▸ **TASK DIRECTIONS**
Below are some entries; write out each one of them exactly.

Excerpts from a dataset:

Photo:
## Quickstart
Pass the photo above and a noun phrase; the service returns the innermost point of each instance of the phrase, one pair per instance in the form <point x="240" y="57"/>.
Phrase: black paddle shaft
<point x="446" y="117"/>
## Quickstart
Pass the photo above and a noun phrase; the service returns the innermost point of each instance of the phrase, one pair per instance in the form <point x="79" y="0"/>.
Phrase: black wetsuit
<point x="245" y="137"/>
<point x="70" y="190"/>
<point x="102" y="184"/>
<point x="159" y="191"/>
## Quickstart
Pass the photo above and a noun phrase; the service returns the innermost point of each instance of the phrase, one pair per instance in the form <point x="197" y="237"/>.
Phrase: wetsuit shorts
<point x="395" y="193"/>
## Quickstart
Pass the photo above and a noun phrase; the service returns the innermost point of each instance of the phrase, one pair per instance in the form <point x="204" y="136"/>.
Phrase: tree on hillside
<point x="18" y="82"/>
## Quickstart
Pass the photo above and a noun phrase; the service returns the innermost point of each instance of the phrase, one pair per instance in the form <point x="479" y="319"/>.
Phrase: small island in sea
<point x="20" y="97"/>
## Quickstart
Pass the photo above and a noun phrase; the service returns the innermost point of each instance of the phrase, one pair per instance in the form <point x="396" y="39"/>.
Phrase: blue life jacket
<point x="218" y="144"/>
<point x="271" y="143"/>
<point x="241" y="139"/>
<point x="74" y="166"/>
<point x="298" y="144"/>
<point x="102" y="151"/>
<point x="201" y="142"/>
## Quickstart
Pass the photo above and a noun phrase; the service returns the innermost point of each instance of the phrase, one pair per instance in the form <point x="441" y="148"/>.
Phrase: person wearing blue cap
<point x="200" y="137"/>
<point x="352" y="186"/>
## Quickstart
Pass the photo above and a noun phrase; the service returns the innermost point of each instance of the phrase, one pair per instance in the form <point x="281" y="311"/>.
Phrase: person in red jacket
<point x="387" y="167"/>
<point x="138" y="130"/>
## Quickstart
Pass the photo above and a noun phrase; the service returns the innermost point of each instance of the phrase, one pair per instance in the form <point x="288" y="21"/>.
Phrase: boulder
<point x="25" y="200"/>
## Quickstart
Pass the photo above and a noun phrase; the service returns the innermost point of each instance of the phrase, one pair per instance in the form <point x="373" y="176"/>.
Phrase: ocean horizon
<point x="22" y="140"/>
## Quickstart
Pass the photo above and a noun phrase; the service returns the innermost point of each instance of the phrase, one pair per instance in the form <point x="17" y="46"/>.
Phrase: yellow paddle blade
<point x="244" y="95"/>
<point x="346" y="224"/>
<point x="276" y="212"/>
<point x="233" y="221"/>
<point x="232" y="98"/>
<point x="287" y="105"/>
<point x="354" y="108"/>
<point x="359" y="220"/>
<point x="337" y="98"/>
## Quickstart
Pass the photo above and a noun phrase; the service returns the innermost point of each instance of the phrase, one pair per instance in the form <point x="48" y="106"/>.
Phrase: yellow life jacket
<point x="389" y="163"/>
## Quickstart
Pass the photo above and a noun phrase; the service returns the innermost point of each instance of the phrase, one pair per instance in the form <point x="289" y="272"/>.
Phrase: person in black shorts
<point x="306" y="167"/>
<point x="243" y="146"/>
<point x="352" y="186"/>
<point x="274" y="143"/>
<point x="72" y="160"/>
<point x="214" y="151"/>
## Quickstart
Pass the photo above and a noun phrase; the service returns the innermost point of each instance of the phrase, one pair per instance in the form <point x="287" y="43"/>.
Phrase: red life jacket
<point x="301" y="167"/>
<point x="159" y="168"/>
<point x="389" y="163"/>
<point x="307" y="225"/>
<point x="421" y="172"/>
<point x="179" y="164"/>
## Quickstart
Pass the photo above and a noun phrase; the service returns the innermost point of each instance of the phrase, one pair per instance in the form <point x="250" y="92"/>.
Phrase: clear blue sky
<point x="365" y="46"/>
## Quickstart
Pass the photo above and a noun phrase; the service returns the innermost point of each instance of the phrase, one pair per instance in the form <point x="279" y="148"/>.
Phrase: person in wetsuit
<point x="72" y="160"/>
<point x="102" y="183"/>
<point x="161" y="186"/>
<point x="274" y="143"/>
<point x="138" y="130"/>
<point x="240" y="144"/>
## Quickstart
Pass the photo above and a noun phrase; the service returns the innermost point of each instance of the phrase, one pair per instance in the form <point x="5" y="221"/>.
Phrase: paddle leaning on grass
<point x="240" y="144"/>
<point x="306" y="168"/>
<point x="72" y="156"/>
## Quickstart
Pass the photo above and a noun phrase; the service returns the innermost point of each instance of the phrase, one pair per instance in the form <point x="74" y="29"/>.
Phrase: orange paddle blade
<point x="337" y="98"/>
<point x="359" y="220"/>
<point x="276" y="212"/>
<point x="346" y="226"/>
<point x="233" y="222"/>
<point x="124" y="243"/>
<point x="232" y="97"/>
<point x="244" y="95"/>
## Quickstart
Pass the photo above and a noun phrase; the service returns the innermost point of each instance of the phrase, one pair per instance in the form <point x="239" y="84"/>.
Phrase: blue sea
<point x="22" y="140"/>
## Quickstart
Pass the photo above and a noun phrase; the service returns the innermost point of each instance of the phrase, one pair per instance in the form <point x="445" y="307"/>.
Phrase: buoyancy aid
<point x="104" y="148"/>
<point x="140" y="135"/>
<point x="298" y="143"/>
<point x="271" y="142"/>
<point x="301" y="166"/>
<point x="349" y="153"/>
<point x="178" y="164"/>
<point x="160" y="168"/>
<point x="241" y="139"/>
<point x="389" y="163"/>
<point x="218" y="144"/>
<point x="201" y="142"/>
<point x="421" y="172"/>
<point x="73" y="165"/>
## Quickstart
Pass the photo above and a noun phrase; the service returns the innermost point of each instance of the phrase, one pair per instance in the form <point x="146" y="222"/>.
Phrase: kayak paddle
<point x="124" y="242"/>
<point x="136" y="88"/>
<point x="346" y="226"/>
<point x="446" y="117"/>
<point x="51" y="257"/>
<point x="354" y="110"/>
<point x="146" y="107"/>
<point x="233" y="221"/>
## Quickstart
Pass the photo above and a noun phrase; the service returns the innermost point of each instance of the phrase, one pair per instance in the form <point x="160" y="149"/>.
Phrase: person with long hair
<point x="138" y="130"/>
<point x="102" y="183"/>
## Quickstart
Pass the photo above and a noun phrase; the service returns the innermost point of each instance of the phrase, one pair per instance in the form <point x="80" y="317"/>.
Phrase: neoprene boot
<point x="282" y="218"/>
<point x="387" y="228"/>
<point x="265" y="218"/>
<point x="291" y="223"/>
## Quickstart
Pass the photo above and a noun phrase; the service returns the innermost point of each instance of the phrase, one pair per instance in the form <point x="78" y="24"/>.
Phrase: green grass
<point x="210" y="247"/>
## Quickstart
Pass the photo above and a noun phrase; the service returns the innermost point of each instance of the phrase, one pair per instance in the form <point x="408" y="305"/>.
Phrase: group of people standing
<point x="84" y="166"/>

▸ **OUTPUT OF THE TASK**
Photo:
## Quickstart
Pass the photo above and a noun phrase; the service returns the innermost point of each instance of the phrase, one pair per instance in the form <point x="240" y="57"/>.
Phrase: black paddle shaft
<point x="446" y="117"/>
## Quickstart
Pass the photo above and a noun phrase; the service returns the innermost point of each instance of the phrase, one pair per instance in the form <point x="79" y="0"/>.
Phrase: black wetsuit
<point x="245" y="137"/>
<point x="70" y="190"/>
<point x="102" y="184"/>
<point x="159" y="191"/>
## Quickstart
Pass the photo above and a noun phrase; the service returns the innermost point of each instance of the phrase, one pair per instance in the form <point x="197" y="237"/>.
Phrase: wetsuit shorts
<point x="395" y="193"/>
## Quickstart
Pass the photo above and a noun phrase; the service returns the innermost point of each instance of the phrase, one pair per instance in the form <point x="204" y="136"/>.
Phrase: tree on hillside
<point x="18" y="82"/>
## Quickstart
Pass the photo above and a noun phrase; the service returns the innermost point of each instance of the phrase, one pair per instance in the form <point x="479" y="319"/>.
Phrase: small island in sea
<point x="20" y="97"/>
## Quickstart
Pass the photo above and a noun phrase; the service returns the innermost point of each instance of the phrase, one pair per instance in the form <point x="396" y="39"/>.
Phrase: blue life jacket
<point x="218" y="144"/>
<point x="271" y="143"/>
<point x="241" y="139"/>
<point x="74" y="166"/>
<point x="298" y="144"/>
<point x="102" y="151"/>
<point x="201" y="142"/>
## Quickstart
Pass the photo above and a noun phrase; the service returns the innermost point of each instance of the phrase, one pair per instance in the form <point x="441" y="148"/>.
Phrase: person wearing blue cap
<point x="200" y="137"/>
<point x="352" y="186"/>
## Quickstart
Pass the photo above and a noun phrase; the service returns the innermost point of each instance of the phrase, one pair per instance in the form <point x="281" y="311"/>.
Phrase: person in red jacket
<point x="387" y="167"/>
<point x="138" y="130"/>
## Quickstart
Pass the photo above and a noun phrase; the service returns the innermost point of each instance of the phrase, one pair per instance in the form <point x="288" y="21"/>.
Phrase: boulder
<point x="25" y="200"/>
## Quickstart
Pass the photo above and a noun phrase; the service returns the innermost point of each instance of the phrase, one pair per instance in the form <point x="373" y="176"/>.
Phrase: ocean horizon
<point x="22" y="140"/>
## Quickstart
Pass the photo above and a noun phrase; the service returns the innermost point of each instance of the phrase, one pair per instance in the form <point x="17" y="46"/>.
Phrase: yellow paddle blade
<point x="244" y="95"/>
<point x="346" y="224"/>
<point x="276" y="212"/>
<point x="233" y="221"/>
<point x="232" y="98"/>
<point x="287" y="105"/>
<point x="354" y="108"/>
<point x="359" y="220"/>
<point x="337" y="98"/>
## Quickstart
Pass the photo above and a noun phrase; the service returns the innermost point of each instance of the phrase, one pair per instance in the form <point x="48" y="106"/>.
Phrase: yellow life jacket
<point x="389" y="163"/>
## Quickstart
Pass the photo above and a noun phrase; the service returns the innermost point of each instance of the phrase, one pair per instance in the form <point x="289" y="272"/>.
Phrase: person in black shorts
<point x="306" y="167"/>
<point x="243" y="146"/>
<point x="352" y="186"/>
<point x="274" y="143"/>
<point x="72" y="160"/>
<point x="214" y="151"/>
## Quickstart
Pass the photo above and a noun phrase; the service returns the innermost point of each instance of the phrase, one pair per instance in the form <point x="287" y="43"/>.
Phrase: red life jacket
<point x="301" y="167"/>
<point x="159" y="168"/>
<point x="389" y="163"/>
<point x="307" y="225"/>
<point x="421" y="172"/>
<point x="179" y="164"/>
## Quickstart
Pass the photo above and a noun phrase; the service returns the innermost point of each instance of the phrase, one pair per instance in the form <point x="250" y="92"/>.
Phrase: clear blue sky
<point x="365" y="46"/>
## Quickstart
Pass the photo above and a noun phrase; the service returns the innermost point of each instance of the phrase, one pair per instance in the form <point x="279" y="148"/>.
Phrase: person in wetsuit
<point x="72" y="160"/>
<point x="102" y="183"/>
<point x="161" y="186"/>
<point x="274" y="143"/>
<point x="138" y="130"/>
<point x="240" y="144"/>
## Quickstart
Pass the photo above and a noun phrase; the service returns the innermost point of each instance of the phrase, one pair per instance in the form <point x="5" y="221"/>.
Phrase: paddle leaning on grass
<point x="240" y="144"/>
<point x="306" y="168"/>
<point x="72" y="156"/>
## Quickstart
Pass the photo above and a noun phrase; the service returns the innermost point of each instance of the phrase, one pair per instance in the form <point x="74" y="29"/>.
Phrase: orange paddle blade
<point x="337" y="98"/>
<point x="359" y="220"/>
<point x="276" y="212"/>
<point x="346" y="226"/>
<point x="233" y="222"/>
<point x="124" y="243"/>
<point x="232" y="97"/>
<point x="244" y="95"/>
## Quickstart
Pass the photo above and a noun phrase; the service returns the innermost point of each instance of the phrase, one pair per instance in the form <point x="239" y="84"/>.
Phrase: blue sea
<point x="22" y="140"/>
## Quickstart
Pass the photo above and a noun phrase; the service returns the innermost point of each instance of the phrase, one pair per instance in the form <point x="445" y="307"/>.
Phrase: buoyancy aid
<point x="104" y="148"/>
<point x="140" y="135"/>
<point x="298" y="143"/>
<point x="271" y="142"/>
<point x="301" y="166"/>
<point x="349" y="153"/>
<point x="178" y="164"/>
<point x="160" y="168"/>
<point x="241" y="139"/>
<point x="389" y="163"/>
<point x="218" y="144"/>
<point x="201" y="142"/>
<point x="421" y="172"/>
<point x="73" y="165"/>
## Quickstart
Pass the photo above and a noun phrase; the service returns the innermost point of each instance of the phrase, one pair per instance in the form <point x="146" y="222"/>.
Phrase: kayak paddle
<point x="124" y="242"/>
<point x="136" y="88"/>
<point x="346" y="226"/>
<point x="446" y="117"/>
<point x="51" y="257"/>
<point x="354" y="110"/>
<point x="146" y="107"/>
<point x="233" y="221"/>
## Quickstart
Pass the photo above and a noun phrase; the service returns the innermost point of each instance of the phrase, one pair per instance in the form <point x="160" y="149"/>.
Phrase: person with long hair
<point x="138" y="130"/>
<point x="102" y="183"/>
## Quickstart
Pass the photo above and a noun phrase; the service returns the innermost point of each instance of the phrase, one pair per instance in the form <point x="80" y="317"/>.
Phrase: neoprene boot
<point x="282" y="218"/>
<point x="387" y="228"/>
<point x="265" y="218"/>
<point x="291" y="223"/>
## Quickstart
Pass the photo above and a noun phrase; the service returns the innermost point of each instance of the phrase, one pair per instance in the form <point x="78" y="24"/>.
Phrase: green grass
<point x="210" y="247"/>
## Quickstart
Pass the photo above and a noun phrase; the service returns the innermost point of each instance of the phrase, one pair per instance in the form <point x="408" y="305"/>.
Phrase: group of people standing
<point x="84" y="166"/>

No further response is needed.